++++ SOURCE DOCUMENT ++++

# Good Egyptian Music?



## Horus (Sep 17, 2010)

Mai Selim she is so HOT very creative and not trashy like Lady Gaga but reminds me of an up market version of her

I heard this tune everywhere summer 2010 I can't get enough of her *DROOL*






Video reminds me abit of Lady Gaga telephone when she poisons the entire cafe, but this is a clean and crisp version.

Definate Arabic hotty,  but as I am out numbered by women I might get some disagreement.

Anyone here (ladies / gents) have a hotty Egyptian singer they like?


----------



## josmiler05 (Jan 10, 2010)

Horus said:


> Mai Selim she is so HOT very creative and not trashy like Lady Gaga but reminds me of an up market version of her
> 
> I heard this tune everywhere summer 2010 I can't get enough of her *DROOL*
> 
> ...


Good sound.


----------



## Beatle (Aug 14, 2009)

Horus said:


> Anyone here (ladies / gents) have a hotty Egyptian singer they like?


One of the favourite Egyptian singers is Amr Diab. Plus although she probably didn't qualify as a "hottie", Umm Kulthum is still revered in Egypt


----------



## MensEtManus (Jul 30, 2009)

"old hottie" : Dalida

"new hottie": Haifa

Overall, I think Egyptian gals are absolutely stunning. Their skin color is unparalleled. Their eyes are mesmerizing. They are perfect just the way they are... However, I think they were far prettier before than now....


----------



## MaidenScotland (Jun 6, 2009)

I like Ruby


----------

++++

__EXERCISE DIRECTIONS__: Reproduce the Egyptian music thread word for word, from "Video reminds me" down to "get some disagreement.". The lines after this point come from a different source.

++++ GIVEN INFORMATION ++++

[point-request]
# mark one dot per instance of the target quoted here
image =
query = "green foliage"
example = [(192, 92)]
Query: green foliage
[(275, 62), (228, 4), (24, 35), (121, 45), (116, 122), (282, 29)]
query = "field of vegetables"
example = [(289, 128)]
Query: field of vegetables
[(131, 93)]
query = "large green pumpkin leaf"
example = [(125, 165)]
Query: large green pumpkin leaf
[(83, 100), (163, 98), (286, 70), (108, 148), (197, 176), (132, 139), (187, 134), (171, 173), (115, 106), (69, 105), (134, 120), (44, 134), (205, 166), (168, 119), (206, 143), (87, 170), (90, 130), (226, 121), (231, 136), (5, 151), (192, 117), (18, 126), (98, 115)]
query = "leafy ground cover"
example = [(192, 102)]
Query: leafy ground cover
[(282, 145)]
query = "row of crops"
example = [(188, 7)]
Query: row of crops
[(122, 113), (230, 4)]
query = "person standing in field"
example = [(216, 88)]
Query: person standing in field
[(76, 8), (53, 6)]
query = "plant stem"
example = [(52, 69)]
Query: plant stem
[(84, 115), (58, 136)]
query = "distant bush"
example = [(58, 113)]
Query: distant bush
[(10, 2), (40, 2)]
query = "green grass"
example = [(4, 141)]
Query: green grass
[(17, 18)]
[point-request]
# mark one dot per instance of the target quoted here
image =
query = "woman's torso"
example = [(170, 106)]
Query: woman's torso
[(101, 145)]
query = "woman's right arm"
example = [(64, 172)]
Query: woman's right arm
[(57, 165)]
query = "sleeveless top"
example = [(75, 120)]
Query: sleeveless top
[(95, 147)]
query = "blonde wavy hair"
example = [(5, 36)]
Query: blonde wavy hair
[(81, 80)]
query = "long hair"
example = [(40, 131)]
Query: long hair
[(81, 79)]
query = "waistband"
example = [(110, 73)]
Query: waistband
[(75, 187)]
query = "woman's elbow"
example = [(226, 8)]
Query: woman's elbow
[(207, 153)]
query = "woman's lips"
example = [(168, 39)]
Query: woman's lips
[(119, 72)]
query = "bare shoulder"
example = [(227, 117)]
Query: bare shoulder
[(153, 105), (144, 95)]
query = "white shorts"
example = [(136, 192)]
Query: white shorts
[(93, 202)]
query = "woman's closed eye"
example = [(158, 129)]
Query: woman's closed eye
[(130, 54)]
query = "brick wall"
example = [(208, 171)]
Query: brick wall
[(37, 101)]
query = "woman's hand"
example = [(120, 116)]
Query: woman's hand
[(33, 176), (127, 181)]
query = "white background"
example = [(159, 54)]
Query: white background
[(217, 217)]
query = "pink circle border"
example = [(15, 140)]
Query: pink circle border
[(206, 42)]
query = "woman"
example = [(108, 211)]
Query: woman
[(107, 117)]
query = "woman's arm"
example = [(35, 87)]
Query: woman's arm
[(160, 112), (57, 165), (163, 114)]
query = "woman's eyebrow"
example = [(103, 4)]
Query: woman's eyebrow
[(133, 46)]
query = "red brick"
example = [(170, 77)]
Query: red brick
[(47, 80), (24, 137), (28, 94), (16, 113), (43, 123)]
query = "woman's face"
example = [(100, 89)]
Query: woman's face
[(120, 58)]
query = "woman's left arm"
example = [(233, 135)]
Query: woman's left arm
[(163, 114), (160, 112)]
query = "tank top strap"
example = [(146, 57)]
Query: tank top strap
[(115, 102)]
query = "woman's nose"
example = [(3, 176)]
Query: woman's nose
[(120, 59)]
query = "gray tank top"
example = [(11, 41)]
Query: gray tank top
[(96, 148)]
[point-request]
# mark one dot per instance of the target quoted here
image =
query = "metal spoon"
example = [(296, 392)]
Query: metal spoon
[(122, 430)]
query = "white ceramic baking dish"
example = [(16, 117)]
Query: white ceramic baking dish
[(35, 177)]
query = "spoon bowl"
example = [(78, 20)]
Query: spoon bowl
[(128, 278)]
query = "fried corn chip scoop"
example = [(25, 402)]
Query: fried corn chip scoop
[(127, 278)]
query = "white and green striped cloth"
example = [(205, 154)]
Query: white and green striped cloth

++++

__SOLUTION TO THE PROBLEM__:
Video reminds me abit of Lady Gaga telephone when she poisons the entire cafe, but this is a clean and crisp version.

Definate Arabic hotty,  but as I am out numbered by women I might get some disagreement.